- **Goal**:
Starting with the line that holds "segment --target=cove", copy out each remaining line of the listing below, up to and including the last one, and include nothing else.

- **Provided entries**:
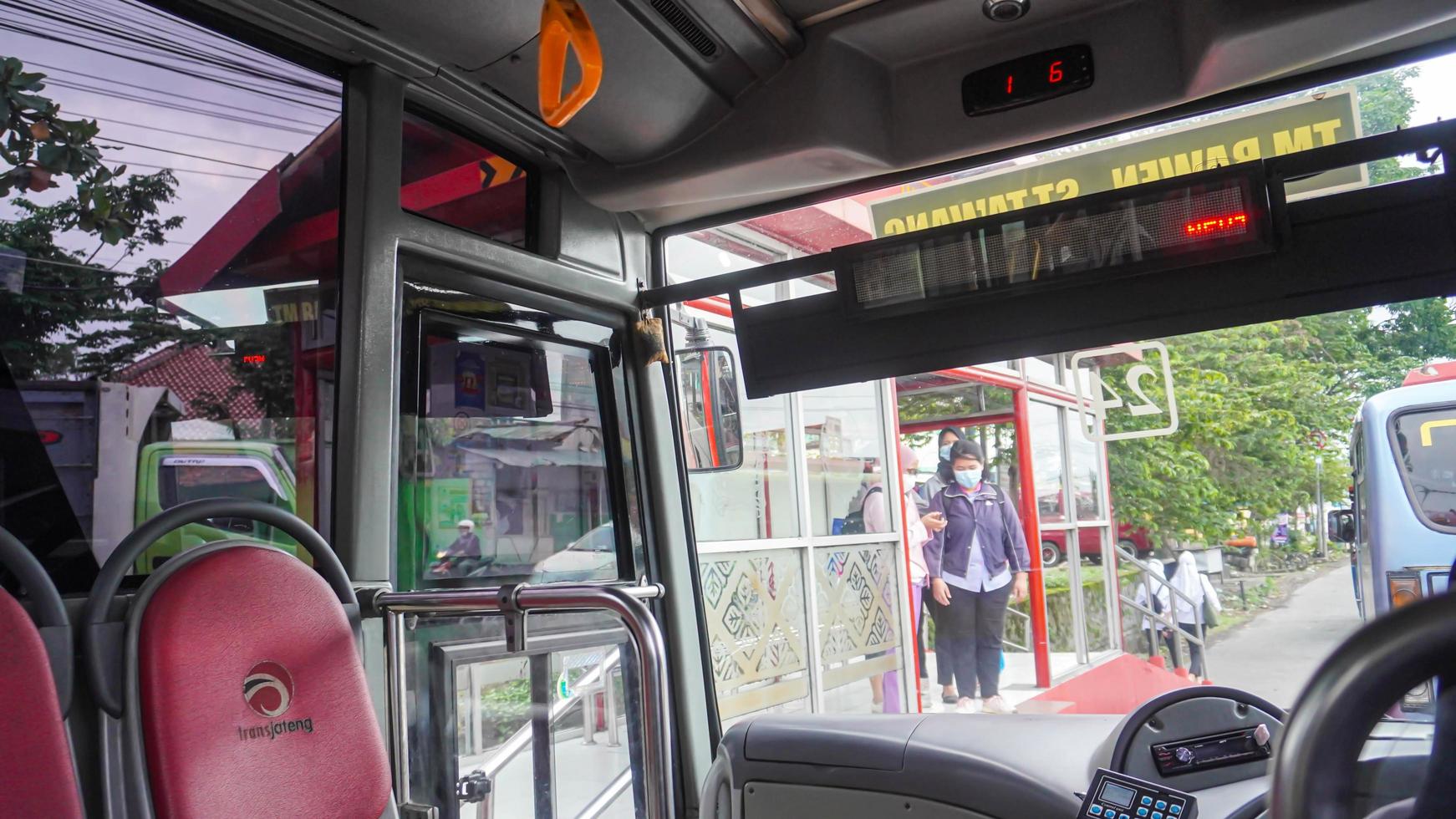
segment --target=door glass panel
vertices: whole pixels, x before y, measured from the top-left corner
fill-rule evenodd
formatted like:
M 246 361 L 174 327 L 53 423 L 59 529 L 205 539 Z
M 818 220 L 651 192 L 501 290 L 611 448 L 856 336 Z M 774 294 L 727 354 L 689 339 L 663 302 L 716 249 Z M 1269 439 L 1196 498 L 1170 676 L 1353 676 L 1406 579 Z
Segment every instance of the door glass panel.
M 416 282 L 406 284 L 406 326 L 399 583 L 639 578 L 636 467 L 612 330 Z
M 530 615 L 524 653 L 499 617 L 421 618 L 408 633 L 411 797 L 441 819 L 639 816 L 641 687 L 604 614 Z M 459 799 L 457 783 L 478 791 Z
M 674 327 L 674 332 L 681 332 Z M 709 343 L 734 349 L 731 333 L 708 330 Z M 743 372 L 738 368 L 738 394 Z M 799 535 L 798 492 L 789 455 L 789 399 L 770 396 L 741 401 L 743 466 L 718 473 L 692 473 L 693 534 L 699 543 Z
M 419 351 L 421 583 L 614 579 L 604 351 L 443 317 Z
M 879 384 L 802 393 L 812 534 L 888 532 Z M 891 482 L 894 483 L 894 482 Z

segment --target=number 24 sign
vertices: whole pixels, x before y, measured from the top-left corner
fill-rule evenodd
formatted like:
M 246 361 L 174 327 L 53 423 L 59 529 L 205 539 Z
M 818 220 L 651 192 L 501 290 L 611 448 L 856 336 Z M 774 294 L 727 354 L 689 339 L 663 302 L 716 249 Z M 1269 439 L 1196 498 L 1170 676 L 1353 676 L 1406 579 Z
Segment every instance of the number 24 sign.
M 1134 362 L 1120 377 L 1104 380 L 1093 364 Z M 1112 345 L 1085 349 L 1072 356 L 1073 384 L 1082 413 L 1082 434 L 1089 441 L 1127 441 L 1153 438 L 1178 431 L 1178 403 L 1174 400 L 1174 371 L 1162 342 Z M 1107 432 L 1109 415 L 1127 413 L 1144 419 L 1142 429 Z M 1120 428 L 1127 425 L 1118 423 Z

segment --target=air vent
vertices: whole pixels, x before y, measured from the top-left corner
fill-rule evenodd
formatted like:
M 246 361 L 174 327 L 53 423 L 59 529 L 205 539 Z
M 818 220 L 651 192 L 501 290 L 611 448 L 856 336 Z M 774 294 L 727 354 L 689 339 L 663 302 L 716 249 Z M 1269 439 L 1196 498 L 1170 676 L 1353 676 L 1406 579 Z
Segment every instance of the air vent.
M 683 39 L 689 45 L 697 49 L 703 57 L 715 57 L 718 54 L 718 44 L 713 38 L 708 36 L 703 26 L 697 25 L 686 9 L 674 3 L 673 0 L 652 0 L 652 7 L 657 9 L 658 15 L 667 20 L 670 26 L 677 29 L 677 33 L 683 35 Z
M 376 26 L 374 23 L 371 23 L 371 22 L 365 20 L 364 17 L 355 17 L 354 15 L 351 15 L 351 13 L 345 12 L 344 9 L 339 9 L 339 7 L 336 7 L 336 6 L 329 6 L 329 4 L 328 4 L 328 3 L 325 3 L 323 0 L 312 0 L 312 3 L 313 3 L 314 6 L 322 6 L 322 7 L 325 7 L 325 9 L 328 9 L 328 10 L 333 12 L 335 15 L 338 15 L 338 16 L 341 16 L 341 17 L 344 17 L 344 19 L 348 19 L 348 20 L 354 20 L 355 23 L 358 23 L 358 25 L 361 25 L 361 26 L 367 28 L 368 31 L 379 31 L 379 26 Z

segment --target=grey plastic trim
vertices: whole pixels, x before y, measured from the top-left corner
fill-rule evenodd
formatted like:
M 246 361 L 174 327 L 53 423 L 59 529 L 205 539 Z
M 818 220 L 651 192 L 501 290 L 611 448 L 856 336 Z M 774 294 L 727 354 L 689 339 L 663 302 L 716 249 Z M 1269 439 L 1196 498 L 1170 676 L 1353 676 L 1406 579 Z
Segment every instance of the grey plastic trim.
M 392 580 L 399 482 L 399 214 L 405 80 L 365 65 L 344 108 L 344 262 L 335 390 L 333 543 L 358 580 Z M 381 543 L 383 541 L 383 543 Z

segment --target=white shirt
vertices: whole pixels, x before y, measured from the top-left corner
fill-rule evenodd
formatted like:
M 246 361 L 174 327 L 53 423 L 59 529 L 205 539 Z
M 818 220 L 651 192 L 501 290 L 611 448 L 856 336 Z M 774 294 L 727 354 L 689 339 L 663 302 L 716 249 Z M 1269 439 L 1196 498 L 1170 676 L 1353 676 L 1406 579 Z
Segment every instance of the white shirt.
M 986 556 L 981 553 L 981 532 L 971 534 L 971 553 L 965 563 L 965 575 L 957 576 L 949 572 L 941 575 L 946 583 L 968 592 L 994 592 L 1010 582 L 1010 563 L 1002 569 L 1000 575 L 986 576 Z
M 920 515 L 914 511 L 914 499 L 919 498 L 914 487 L 906 490 L 906 548 L 910 551 L 910 585 L 923 586 L 929 572 L 925 566 L 925 544 L 930 541 L 930 530 L 925 528 Z

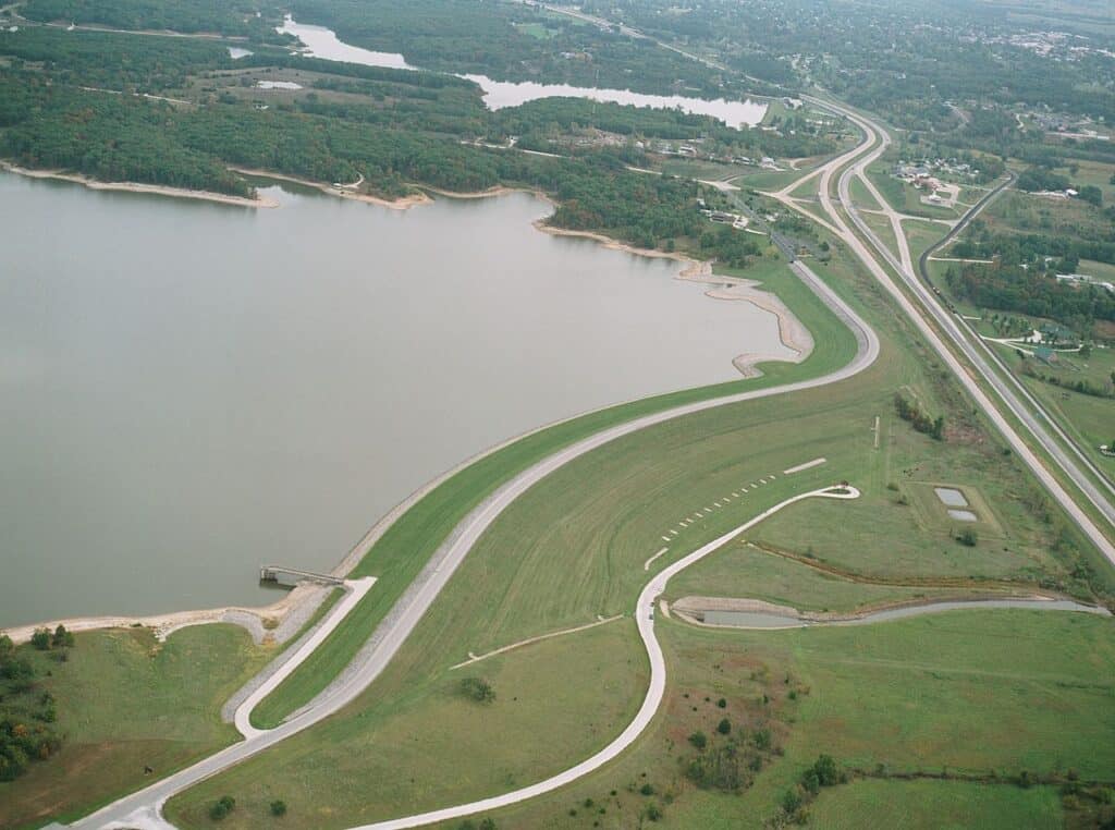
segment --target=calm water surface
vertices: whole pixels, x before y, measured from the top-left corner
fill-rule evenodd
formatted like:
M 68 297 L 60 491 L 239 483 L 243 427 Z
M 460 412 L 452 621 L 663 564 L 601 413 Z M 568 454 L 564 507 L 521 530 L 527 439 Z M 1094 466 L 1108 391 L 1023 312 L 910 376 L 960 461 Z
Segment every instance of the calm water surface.
M 343 60 L 365 66 L 385 66 L 392 69 L 417 69 L 407 64 L 401 55 L 361 49 L 338 40 L 337 35 L 322 26 L 309 26 L 287 18 L 279 31 L 294 35 L 308 50 L 308 55 L 327 60 Z M 680 95 L 643 95 L 628 89 L 592 89 L 568 84 L 534 84 L 493 80 L 485 75 L 463 75 L 475 81 L 484 90 L 484 103 L 491 109 L 515 107 L 539 98 L 591 98 L 612 104 L 631 104 L 637 107 L 675 109 L 695 115 L 711 115 L 728 126 L 754 126 L 763 120 L 766 104 L 754 100 L 705 100 Z
M 0 625 L 274 595 L 562 416 L 737 377 L 773 317 L 525 194 L 251 210 L 0 175 Z

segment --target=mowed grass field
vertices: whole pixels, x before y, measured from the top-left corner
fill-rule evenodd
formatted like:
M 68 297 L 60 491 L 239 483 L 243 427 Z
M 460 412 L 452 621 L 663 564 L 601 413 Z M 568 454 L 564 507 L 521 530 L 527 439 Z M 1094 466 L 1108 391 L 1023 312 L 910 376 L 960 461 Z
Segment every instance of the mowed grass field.
M 58 755 L 0 783 L 0 827 L 76 818 L 233 743 L 221 706 L 273 656 L 230 625 L 195 626 L 165 644 L 146 628 L 77 635 L 69 659 L 27 649 L 65 735 Z
M 481 654 L 525 637 L 584 625 L 598 615 L 630 612 L 647 579 L 643 562 L 662 547 L 669 550 L 656 561 L 655 569 L 791 494 L 834 480 L 847 479 L 861 486 L 865 492 L 862 503 L 802 505 L 811 511 L 831 506 L 837 512 L 798 515 L 796 522 L 774 533 L 774 538 L 785 543 L 787 532 L 798 532 L 806 544 L 833 540 L 833 556 L 838 554 L 853 569 L 923 575 L 976 570 L 1024 582 L 1038 575 L 1068 580 L 1067 569 L 1054 551 L 1056 528 L 1036 521 L 1022 505 L 997 505 L 1002 517 L 1015 520 L 1008 525 L 1007 543 L 980 542 L 976 549 L 966 549 L 958 566 L 953 543 L 947 538 L 942 541 L 935 528 L 924 529 L 910 506 L 895 501 L 895 492 L 886 484 L 892 475 L 903 471 L 912 471 L 908 475 L 911 480 L 923 474 L 935 479 L 943 470 L 950 479 L 978 481 L 989 499 L 1000 494 L 1019 499 L 1026 486 L 1019 482 L 1026 480 L 993 440 L 967 424 L 962 398 L 951 382 L 944 380 L 940 370 L 924 358 L 905 324 L 884 313 L 886 306 L 878 289 L 842 266 L 837 266 L 836 272 L 828 272 L 828 277 L 845 293 L 854 289 L 857 305 L 879 324 L 884 351 L 871 369 L 838 385 L 726 405 L 667 422 L 617 440 L 547 476 L 506 510 L 479 540 L 397 657 L 361 698 L 328 723 L 172 800 L 168 805 L 172 817 L 187 827 L 204 826 L 201 817 L 205 807 L 227 793 L 245 804 L 241 818 L 234 819 L 236 823 L 232 826 L 259 824 L 264 819 L 262 807 L 269 799 L 281 798 L 290 807 L 284 823 L 343 827 L 357 820 L 386 819 L 400 812 L 496 794 L 582 760 L 622 727 L 622 717 L 604 717 L 619 703 L 619 693 L 617 699 L 605 689 L 581 698 L 585 706 L 580 715 L 583 723 L 609 724 L 609 728 L 593 734 L 595 743 L 591 747 L 586 747 L 579 730 L 554 730 L 544 707 L 533 713 L 533 721 L 529 717 L 517 722 L 508 733 L 503 732 L 502 716 L 496 717 L 496 710 L 492 710 L 491 716 L 471 722 L 479 734 L 468 734 L 467 730 L 462 734 L 465 727 L 459 705 L 446 703 L 456 682 L 456 672 L 450 667 L 469 652 Z M 821 342 L 820 351 L 827 345 L 822 337 L 824 328 L 814 330 Z M 874 417 L 892 412 L 891 396 L 900 387 L 911 389 L 924 406 L 946 412 L 947 417 L 956 413 L 954 440 L 944 444 L 931 442 L 896 422 L 888 427 L 896 435 L 894 441 L 883 442 L 875 451 L 871 431 Z M 828 464 L 794 475 L 782 472 L 821 455 L 828 459 Z M 933 462 L 919 467 L 925 459 Z M 775 473 L 775 479 L 768 484 L 746 496 L 728 498 L 740 486 L 770 473 Z M 704 514 L 716 502 L 721 506 Z M 846 512 L 840 512 L 841 509 Z M 702 511 L 700 521 L 677 535 L 669 532 L 698 510 Z M 844 544 L 836 541 L 841 533 L 846 540 Z M 902 542 L 899 561 L 893 556 L 896 540 Z M 375 559 L 369 558 L 361 567 L 374 564 Z M 620 628 L 618 624 L 609 624 L 512 652 L 500 659 L 511 667 L 527 659 L 534 649 L 545 649 L 549 655 L 545 670 L 553 673 L 549 677 L 559 678 L 553 682 L 561 688 L 562 684 L 575 684 L 592 676 L 593 649 L 582 644 L 589 644 L 589 638 L 623 631 L 628 637 L 622 648 L 615 648 L 612 665 L 627 666 L 630 679 L 623 683 L 628 685 L 617 688 L 628 689 L 623 704 L 636 706 L 642 695 L 638 676 L 644 669 L 633 656 L 640 648 L 630 625 Z M 701 640 L 702 645 L 692 655 L 706 653 L 706 643 Z M 760 645 L 758 640 L 749 640 L 748 652 Z M 908 643 L 902 646 L 909 647 Z M 822 650 L 841 654 L 836 645 Z M 792 657 L 789 653 L 773 652 L 768 674 L 780 676 Z M 679 660 L 673 670 L 689 670 L 687 660 L 688 657 Z M 941 662 L 946 665 L 947 656 L 942 655 Z M 717 668 L 695 670 L 720 676 Z M 895 685 L 893 694 L 915 691 L 909 684 L 899 684 L 901 674 L 896 672 L 890 681 Z M 1025 676 L 1025 672 L 1021 674 Z M 851 681 L 861 676 L 853 672 Z M 776 694 L 756 692 L 750 674 L 736 679 L 748 688 L 746 699 L 754 701 L 756 694 Z M 500 686 L 505 682 L 495 678 L 494 685 L 497 695 L 504 695 Z M 511 682 L 506 685 L 515 688 Z M 821 686 L 812 682 L 809 685 Z M 630 689 L 634 689 L 633 699 Z M 826 699 L 836 701 L 837 707 L 857 705 L 866 692 L 867 687 L 861 684 L 842 688 L 841 696 Z M 779 694 L 785 695 L 785 691 Z M 413 706 L 414 712 L 424 716 L 409 715 L 404 705 Z M 438 745 L 439 751 L 417 754 L 408 751 L 406 742 L 376 740 L 385 734 L 416 735 L 416 726 L 403 724 L 419 722 L 421 730 L 456 739 Z M 532 730 L 540 740 L 550 742 L 550 751 L 520 753 L 518 747 L 505 745 L 525 740 L 522 736 L 531 735 Z M 670 740 L 677 745 L 677 730 L 671 734 Z M 515 741 L 511 740 L 513 735 Z M 481 764 L 469 747 L 479 745 L 482 740 L 487 743 Z M 1011 734 L 1004 733 L 1004 743 L 1011 740 Z M 1078 745 L 1079 735 L 1074 741 Z M 534 746 L 533 742 L 527 743 Z M 511 763 L 507 757 L 515 759 L 514 781 L 506 775 Z M 343 774 L 338 774 L 338 763 L 345 764 Z M 677 762 L 671 763 L 677 773 Z M 621 761 L 617 768 L 628 769 L 626 764 L 627 761 Z M 380 781 L 381 770 L 390 771 L 390 785 Z M 632 774 L 638 779 L 638 773 Z M 365 783 L 346 783 L 350 781 Z M 261 782 L 266 782 L 265 789 Z M 566 812 L 562 808 L 562 813 Z
M 801 505 L 795 505 L 801 506 Z M 791 511 L 795 508 L 789 508 Z M 756 548 L 745 538 L 670 580 L 668 600 L 744 597 L 802 611 L 854 611 L 892 602 L 956 596 L 956 587 L 889 586 L 836 576 Z
M 1109 619 L 958 611 L 857 628 L 734 631 L 662 621 L 657 629 L 669 667 L 666 704 L 634 749 L 576 784 L 494 813 L 498 827 L 599 821 L 620 830 L 639 827 L 642 815 L 642 827 L 759 830 L 821 753 L 852 782 L 822 790 L 807 827 L 1061 827 L 1055 790 L 854 774 L 875 774 L 879 764 L 883 774 L 1075 768 L 1084 779 L 1115 778 L 1115 684 L 1103 669 L 1115 658 Z M 686 775 L 696 753 L 685 736 L 700 728 L 716 746 L 725 713 L 734 732 L 769 728 L 777 747 L 738 793 L 700 789 Z M 642 781 L 652 795 L 629 790 Z M 607 812 L 586 812 L 589 799 Z M 650 804 L 662 813 L 655 823 L 646 821 Z
M 278 723 L 323 689 L 348 665 L 453 528 L 517 472 L 613 424 L 691 400 L 815 377 L 852 359 L 852 334 L 784 263 L 764 261 L 747 273 L 760 279 L 766 290 L 776 292 L 813 332 L 816 348 L 806 360 L 797 365 L 764 364 L 759 378 L 646 398 L 568 421 L 522 438 L 443 482 L 392 524 L 357 566 L 351 576 L 377 577 L 375 589 L 346 624 L 261 704 L 261 723 Z

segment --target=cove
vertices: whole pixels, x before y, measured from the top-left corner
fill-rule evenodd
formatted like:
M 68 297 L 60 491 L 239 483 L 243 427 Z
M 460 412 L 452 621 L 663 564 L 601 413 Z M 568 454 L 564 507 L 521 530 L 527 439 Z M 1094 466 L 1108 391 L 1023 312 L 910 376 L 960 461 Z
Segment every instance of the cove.
M 679 263 L 515 193 L 252 210 L 0 175 L 0 626 L 275 598 L 444 470 L 788 355 Z
M 340 60 L 365 66 L 381 66 L 391 69 L 417 69 L 407 64 L 401 55 L 394 52 L 371 51 L 350 46 L 337 38 L 337 35 L 322 26 L 310 26 L 295 22 L 288 17 L 279 31 L 293 35 L 301 40 L 310 57 L 326 60 Z M 681 109 L 691 115 L 711 115 L 737 129 L 743 126 L 755 126 L 766 114 L 766 104 L 754 100 L 706 100 L 680 95 L 644 95 L 628 89 L 592 89 L 574 87 L 568 84 L 535 84 L 533 81 L 512 83 L 493 80 L 485 75 L 462 75 L 460 77 L 475 81 L 484 90 L 484 103 L 489 109 L 515 107 L 540 98 L 590 98 L 611 104 L 630 104 L 637 107 L 655 107 L 658 109 Z

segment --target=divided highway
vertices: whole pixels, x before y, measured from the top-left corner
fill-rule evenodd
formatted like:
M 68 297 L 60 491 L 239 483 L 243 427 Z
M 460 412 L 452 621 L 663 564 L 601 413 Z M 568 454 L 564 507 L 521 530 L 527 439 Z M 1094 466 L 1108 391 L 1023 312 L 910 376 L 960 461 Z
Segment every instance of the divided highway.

- **Correct result**:
segment --target=cove
vertices: whole pixels, x before y, measured from the top-left corner
fill-rule evenodd
formatted like:
M 68 297 L 60 491 L 239 483 L 243 427 Z
M 460 412 L 452 621 L 663 564 L 601 413 Z M 568 454 L 564 507 L 521 530 L 527 439 Z M 1094 466 L 1108 391 L 1023 312 L 910 376 L 960 461 Z
Segment every instance of the cove.
M 679 263 L 515 193 L 252 210 L 0 175 L 0 626 L 275 598 L 444 470 L 788 355 Z
M 340 60 L 365 66 L 381 66 L 391 69 L 417 69 L 407 64 L 401 55 L 394 52 L 371 51 L 350 46 L 337 38 L 337 35 L 322 26 L 310 26 L 295 22 L 288 17 L 279 31 L 293 35 L 301 40 L 310 57 L 326 60 Z M 681 109 L 691 115 L 711 115 L 737 129 L 743 126 L 755 126 L 766 114 L 766 104 L 754 100 L 706 100 L 680 95 L 644 95 L 628 89 L 592 89 L 574 87 L 568 84 L 535 84 L 533 81 L 512 83 L 493 80 L 485 75 L 462 75 L 460 77 L 475 81 L 484 90 L 484 103 L 489 109 L 515 107 L 540 98 L 590 98 L 611 104 L 630 104 L 637 107 L 655 107 L 658 109 Z

segment --target=divided highway
vertices: whole pixels, x before y, measured from the top-left corner
fill-rule evenodd
formatted like:
M 68 297 L 60 491 L 239 483 L 243 427 Z
M 460 412 L 452 621 L 663 564 L 601 413 Z M 568 454 L 564 507 L 521 530 L 527 439 Z M 1094 466 L 1108 391 L 1023 312 L 910 376 L 960 461 Z
Segment every instance of the divided highway.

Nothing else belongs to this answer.